The records that follow must all be duplicated exactly.

Referring expression pointing data
•••
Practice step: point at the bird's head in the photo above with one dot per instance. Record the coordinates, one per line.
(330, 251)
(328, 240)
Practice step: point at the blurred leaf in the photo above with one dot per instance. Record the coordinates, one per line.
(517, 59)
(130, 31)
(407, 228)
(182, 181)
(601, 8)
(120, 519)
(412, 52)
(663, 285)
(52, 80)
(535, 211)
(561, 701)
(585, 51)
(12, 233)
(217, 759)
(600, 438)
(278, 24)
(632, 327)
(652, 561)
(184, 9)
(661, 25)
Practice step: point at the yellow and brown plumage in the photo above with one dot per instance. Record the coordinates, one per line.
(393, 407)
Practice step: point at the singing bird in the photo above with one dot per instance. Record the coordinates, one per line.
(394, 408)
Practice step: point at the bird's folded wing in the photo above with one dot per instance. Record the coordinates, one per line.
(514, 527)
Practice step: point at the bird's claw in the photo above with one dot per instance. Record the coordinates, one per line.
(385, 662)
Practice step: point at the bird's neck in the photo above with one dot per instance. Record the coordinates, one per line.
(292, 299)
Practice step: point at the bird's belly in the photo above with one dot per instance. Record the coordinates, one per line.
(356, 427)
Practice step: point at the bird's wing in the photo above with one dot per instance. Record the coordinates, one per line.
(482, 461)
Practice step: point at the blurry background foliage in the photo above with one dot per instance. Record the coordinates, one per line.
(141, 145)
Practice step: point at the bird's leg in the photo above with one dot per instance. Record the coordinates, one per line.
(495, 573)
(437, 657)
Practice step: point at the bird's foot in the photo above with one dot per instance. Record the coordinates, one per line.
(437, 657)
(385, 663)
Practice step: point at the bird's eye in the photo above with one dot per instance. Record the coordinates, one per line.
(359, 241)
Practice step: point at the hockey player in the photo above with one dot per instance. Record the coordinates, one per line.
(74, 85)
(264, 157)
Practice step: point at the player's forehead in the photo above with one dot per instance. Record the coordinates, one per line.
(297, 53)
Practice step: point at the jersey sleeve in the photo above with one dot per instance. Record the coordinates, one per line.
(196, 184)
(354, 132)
•••
#### [Written solution]
Practice step: point at the bird's head in the photo above with one dot per instance. Record the coordinates, one per line.
(330, 251)
(328, 240)
Practice step: point at the blurred leaf in the photo above with one dot per instance. Record the coordinates, one per line.
(517, 59)
(130, 31)
(407, 228)
(182, 181)
(601, 8)
(120, 519)
(412, 52)
(663, 285)
(52, 80)
(535, 211)
(561, 701)
(585, 51)
(12, 233)
(217, 759)
(600, 438)
(278, 24)
(632, 327)
(652, 561)
(184, 9)
(661, 25)
Practice step: point at the yellow and brown plumage in the photo above with one dot per instance. Record the coordinates, one per line.
(393, 407)
Practice step: point at the singing bird in the photo above with one dot per instance. Record the coordinates, one per line.
(394, 408)
Practice step: point at the bird's folded wing in the photo above with one dot per instance. Record the coordinates, one per line.
(514, 527)
Practice step: point at the bird's claw in the photo above with one dot per instance. Record the coordinates, one per line.
(385, 662)
Practice step: point at the bird's neck in the photo above with one dot per instance. Record the coordinates, one per line.
(292, 299)
Practice step: point at the bird's belly in the photo above with one dot per instance. Record the coordinates, one per line.
(356, 427)
Practice step: point at the bird's wing in the photo above with one dot per instance. Record the coordinates, one per line.
(482, 461)
Practice step: point at the blurry background foliage in the photo above with one dot per instance. Record the coordinates, one per line.
(141, 145)
Practice step: point at the bird's leg in the photo above with one dot per instance. Record the coordinates, one per line.
(495, 573)
(437, 657)
Practice step: point at the bird's foot in the photo above with one dot per instance. Record the coordinates, one per line.
(437, 657)
(385, 663)
Practice step: point at the bird's eye in the photo above with one dot per instance. Record the coordinates, one per line.
(359, 241)
Practice step: point at the hockey player in the photo above with one dot per instance. Record the coordinates, one per line.
(74, 85)
(264, 157)
Practice step: point at the player's forehead in the photo above with one dot per instance. Record the coordinates, one per line.
(297, 53)
Practice step: point at the jersey sleeve in the photo above with one dot per instance. Record the coordinates, one per line.
(196, 184)
(354, 132)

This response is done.